## Short problem
Rename "glossy surface" to "shiny surface" throughout the rows below and write the rows out again with nothing else changed. Leave the pictures out.

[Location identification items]

"""

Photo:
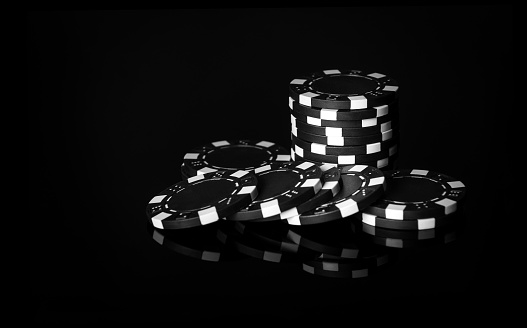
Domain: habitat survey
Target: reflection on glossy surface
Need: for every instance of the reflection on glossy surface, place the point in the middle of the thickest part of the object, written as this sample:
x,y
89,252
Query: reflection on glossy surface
x,y
344,248
197,242
408,238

"""

## Task output
Photo:
Domain: habitat survey
Target: reflection on shiny surface
Need: for every instance of the reflection on shiny surface, place the point in the middle of the thickest part of the object, written as this sample:
x,y
89,252
Query: reflection on shiny surface
x,y
344,248
197,242
408,238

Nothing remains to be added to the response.